* Stated goal 1 *
In the remote sensing tutorial excerpt below, list the qualities that the opening sentence attributes to the data remote sensing provides.

* Passage to read *
Remote sensing provides standardized large-scale spatially and temporally explicit data to map and monitor changes in the environment and the distribution of native and invasive species. It helps field surveys overcome the logistical barrier and facilitates the detection and monitoring of species at multiple temporal and spatial scales. Here, as part of the DIARS project, we present a method to map invasive species using hyperspectral images.

The dataset

In this tutorial we will map the distribution of a invasive bryophyte species (Campylopus introflexus), based on the study presented in Skowronek et al. 2016 at Sylt island (Germany) as part of the DIARS project.

For the purpose of this tutorial and in order to reduce the computer processing time (while using real remote sensing data in the analyzes), we provide an already prepared artificial image (click HERE to read more information on the process to create this image).

* Stated goal 2 *
Pick out every line of the entries below that contains the string "stone", and treat uppercase and lowercase letters as different.

* Supplied data *

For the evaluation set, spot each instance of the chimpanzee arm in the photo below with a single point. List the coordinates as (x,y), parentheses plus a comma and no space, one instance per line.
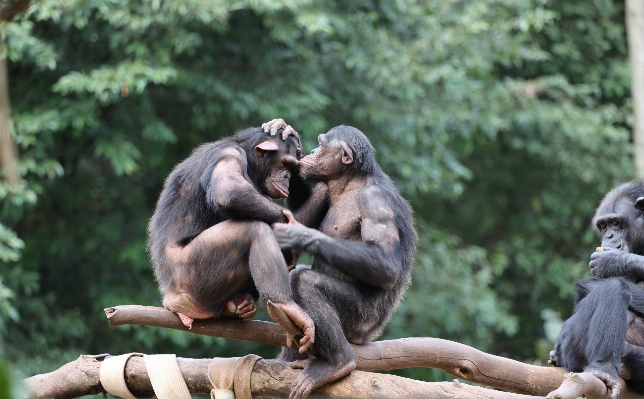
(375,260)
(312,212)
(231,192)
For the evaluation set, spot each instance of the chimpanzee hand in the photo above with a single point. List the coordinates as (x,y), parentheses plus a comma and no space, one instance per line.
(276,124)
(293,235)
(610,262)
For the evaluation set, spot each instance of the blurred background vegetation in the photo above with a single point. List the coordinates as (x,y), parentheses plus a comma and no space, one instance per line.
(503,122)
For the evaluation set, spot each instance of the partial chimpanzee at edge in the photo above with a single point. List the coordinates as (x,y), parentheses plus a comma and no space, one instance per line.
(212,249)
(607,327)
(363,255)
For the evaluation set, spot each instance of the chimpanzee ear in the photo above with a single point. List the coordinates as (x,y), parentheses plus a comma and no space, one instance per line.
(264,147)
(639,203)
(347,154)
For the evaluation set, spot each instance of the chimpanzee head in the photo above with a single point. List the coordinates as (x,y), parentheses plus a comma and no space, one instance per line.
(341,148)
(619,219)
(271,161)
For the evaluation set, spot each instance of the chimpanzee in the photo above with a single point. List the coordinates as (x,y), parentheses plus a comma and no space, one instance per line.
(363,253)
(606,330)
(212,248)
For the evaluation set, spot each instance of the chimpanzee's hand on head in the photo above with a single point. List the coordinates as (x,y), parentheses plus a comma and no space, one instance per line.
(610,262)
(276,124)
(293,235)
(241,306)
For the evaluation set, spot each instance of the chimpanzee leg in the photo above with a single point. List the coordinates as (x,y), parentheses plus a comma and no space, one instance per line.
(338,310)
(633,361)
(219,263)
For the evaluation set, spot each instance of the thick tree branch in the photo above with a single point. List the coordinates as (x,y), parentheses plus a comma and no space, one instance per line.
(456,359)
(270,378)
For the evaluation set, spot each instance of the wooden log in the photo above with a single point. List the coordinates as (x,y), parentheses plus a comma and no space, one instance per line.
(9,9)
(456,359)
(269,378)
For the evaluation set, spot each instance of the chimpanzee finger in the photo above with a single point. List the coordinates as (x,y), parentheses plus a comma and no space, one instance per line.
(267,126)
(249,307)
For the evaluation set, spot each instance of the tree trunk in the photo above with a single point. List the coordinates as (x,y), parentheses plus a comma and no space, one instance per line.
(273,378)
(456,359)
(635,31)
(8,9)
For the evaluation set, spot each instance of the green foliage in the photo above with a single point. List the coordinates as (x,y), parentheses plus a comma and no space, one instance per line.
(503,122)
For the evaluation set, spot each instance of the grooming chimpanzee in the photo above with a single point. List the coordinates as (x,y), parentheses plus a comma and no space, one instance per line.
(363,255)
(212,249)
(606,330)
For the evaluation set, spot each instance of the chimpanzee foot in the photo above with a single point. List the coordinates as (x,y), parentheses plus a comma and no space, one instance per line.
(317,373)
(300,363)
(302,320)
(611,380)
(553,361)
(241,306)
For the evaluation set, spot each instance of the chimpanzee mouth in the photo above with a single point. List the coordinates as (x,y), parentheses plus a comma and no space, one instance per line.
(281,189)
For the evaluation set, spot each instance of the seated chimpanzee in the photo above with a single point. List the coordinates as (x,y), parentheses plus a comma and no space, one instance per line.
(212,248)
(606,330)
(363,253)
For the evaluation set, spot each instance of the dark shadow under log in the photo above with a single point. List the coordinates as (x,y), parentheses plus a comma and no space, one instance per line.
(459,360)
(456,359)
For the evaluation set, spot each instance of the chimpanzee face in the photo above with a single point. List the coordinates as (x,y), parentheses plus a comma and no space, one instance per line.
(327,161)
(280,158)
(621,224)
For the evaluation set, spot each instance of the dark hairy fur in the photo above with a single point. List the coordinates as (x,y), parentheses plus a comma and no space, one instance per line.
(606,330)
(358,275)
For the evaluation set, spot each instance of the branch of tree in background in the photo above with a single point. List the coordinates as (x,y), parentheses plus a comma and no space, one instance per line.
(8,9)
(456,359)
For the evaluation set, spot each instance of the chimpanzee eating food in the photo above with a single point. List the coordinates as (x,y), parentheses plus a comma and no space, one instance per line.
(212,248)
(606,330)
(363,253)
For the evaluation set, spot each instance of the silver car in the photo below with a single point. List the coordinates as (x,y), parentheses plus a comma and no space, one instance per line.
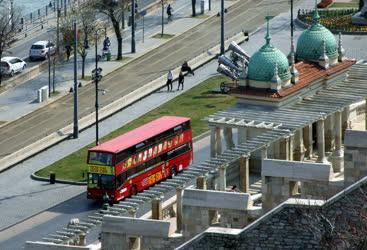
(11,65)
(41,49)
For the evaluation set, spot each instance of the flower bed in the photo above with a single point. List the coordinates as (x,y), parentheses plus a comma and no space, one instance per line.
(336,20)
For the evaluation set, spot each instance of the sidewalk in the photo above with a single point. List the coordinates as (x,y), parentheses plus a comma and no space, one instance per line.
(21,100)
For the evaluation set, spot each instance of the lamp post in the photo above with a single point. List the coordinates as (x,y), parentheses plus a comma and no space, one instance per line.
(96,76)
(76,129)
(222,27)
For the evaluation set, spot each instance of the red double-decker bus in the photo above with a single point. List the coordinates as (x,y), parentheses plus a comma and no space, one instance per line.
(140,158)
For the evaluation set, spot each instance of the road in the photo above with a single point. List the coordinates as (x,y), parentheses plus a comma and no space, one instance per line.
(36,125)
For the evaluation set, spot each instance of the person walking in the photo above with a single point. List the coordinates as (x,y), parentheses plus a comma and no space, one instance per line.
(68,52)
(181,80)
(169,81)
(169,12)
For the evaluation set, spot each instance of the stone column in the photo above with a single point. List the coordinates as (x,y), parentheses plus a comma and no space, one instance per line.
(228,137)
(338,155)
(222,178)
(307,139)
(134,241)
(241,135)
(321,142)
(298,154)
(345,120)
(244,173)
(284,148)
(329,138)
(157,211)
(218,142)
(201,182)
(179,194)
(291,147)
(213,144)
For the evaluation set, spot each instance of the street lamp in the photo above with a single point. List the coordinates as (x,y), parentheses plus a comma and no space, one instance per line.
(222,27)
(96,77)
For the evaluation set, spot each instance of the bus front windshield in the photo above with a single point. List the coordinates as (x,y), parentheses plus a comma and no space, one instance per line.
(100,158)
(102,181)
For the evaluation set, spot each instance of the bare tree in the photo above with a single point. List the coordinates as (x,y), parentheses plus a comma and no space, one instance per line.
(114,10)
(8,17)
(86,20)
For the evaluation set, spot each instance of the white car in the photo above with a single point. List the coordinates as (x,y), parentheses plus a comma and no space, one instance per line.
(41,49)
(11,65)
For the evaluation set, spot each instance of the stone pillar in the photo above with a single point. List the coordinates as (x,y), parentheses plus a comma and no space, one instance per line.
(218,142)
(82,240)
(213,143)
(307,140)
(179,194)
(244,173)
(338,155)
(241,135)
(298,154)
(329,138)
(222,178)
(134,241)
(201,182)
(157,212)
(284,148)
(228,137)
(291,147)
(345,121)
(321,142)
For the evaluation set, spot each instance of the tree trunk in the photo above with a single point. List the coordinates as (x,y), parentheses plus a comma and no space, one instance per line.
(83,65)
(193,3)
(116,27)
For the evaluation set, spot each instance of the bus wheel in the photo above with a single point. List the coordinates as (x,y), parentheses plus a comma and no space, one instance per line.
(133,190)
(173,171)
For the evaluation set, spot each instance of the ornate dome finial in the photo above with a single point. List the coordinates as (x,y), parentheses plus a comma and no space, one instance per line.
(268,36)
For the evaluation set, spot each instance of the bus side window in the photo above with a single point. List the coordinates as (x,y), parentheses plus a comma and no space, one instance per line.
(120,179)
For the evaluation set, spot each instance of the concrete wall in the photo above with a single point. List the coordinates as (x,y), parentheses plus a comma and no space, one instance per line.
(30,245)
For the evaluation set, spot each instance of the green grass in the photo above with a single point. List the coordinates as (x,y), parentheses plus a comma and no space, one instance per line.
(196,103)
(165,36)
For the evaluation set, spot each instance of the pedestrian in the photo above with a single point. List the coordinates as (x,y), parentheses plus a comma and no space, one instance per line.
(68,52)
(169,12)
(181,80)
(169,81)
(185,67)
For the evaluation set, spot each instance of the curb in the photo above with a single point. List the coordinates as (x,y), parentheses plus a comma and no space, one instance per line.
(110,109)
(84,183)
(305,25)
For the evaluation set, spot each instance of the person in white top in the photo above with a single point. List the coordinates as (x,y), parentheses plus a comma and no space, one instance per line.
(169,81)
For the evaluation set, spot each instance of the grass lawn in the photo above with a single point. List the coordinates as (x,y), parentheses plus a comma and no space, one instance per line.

* Answer 1 *
standardized
large-scale
spatially and temporally explicit

* Answer 2 *
For the evaluation set, spot each instance of the stone column in the photo above with a single point. List the coordinates as (x,y), parentheses plus a comma and no space, one instance per line.
For the evaluation set, spot each instance of the stone pillar in the photo above with a single point. List the coordinates as (x,y), parentheses plus a comma and no space, one instance per line.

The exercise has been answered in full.